Point annotation records:
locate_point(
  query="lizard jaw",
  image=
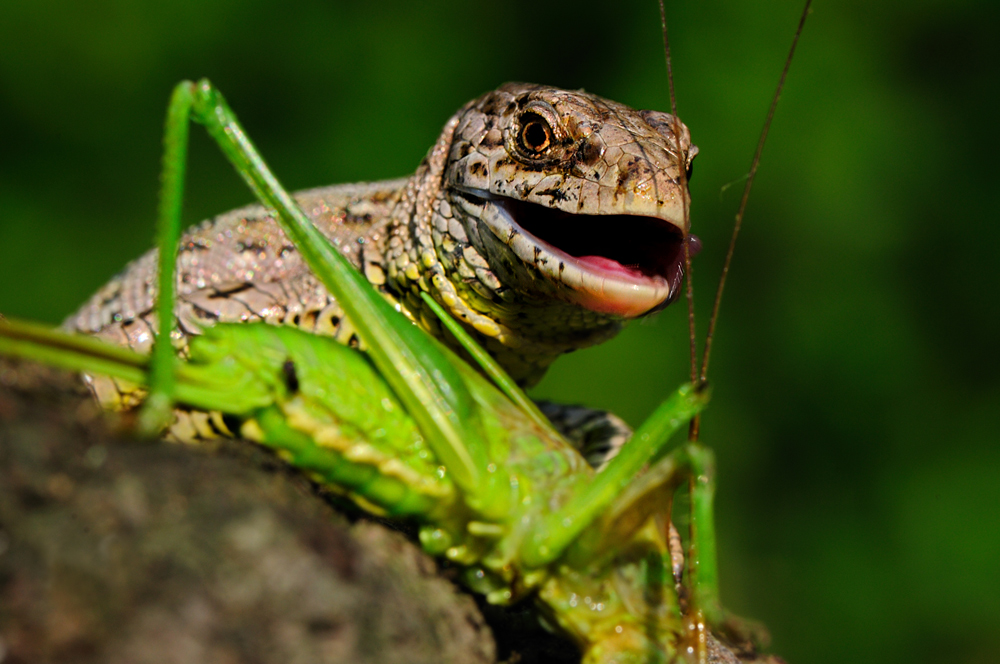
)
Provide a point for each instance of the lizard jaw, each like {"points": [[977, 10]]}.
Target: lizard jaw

PROBLEM DETAILS: Arrange every line of the records above as a Markdown table with the columns "Row" and "Line," numbering each row and skipping blank lines. Leave the pictures out of your answer.

WRITTEN ANSWER:
| Row | Line |
|---|---|
| 1 | locate_point( |
| 2 |   query="lizard jaw", |
| 3 |   image= |
| 4 | ) |
| 5 | Provide a point for each instance of the lizard jaw, each like {"points": [[977, 10]]}. |
| 6 | Target: lizard jaw |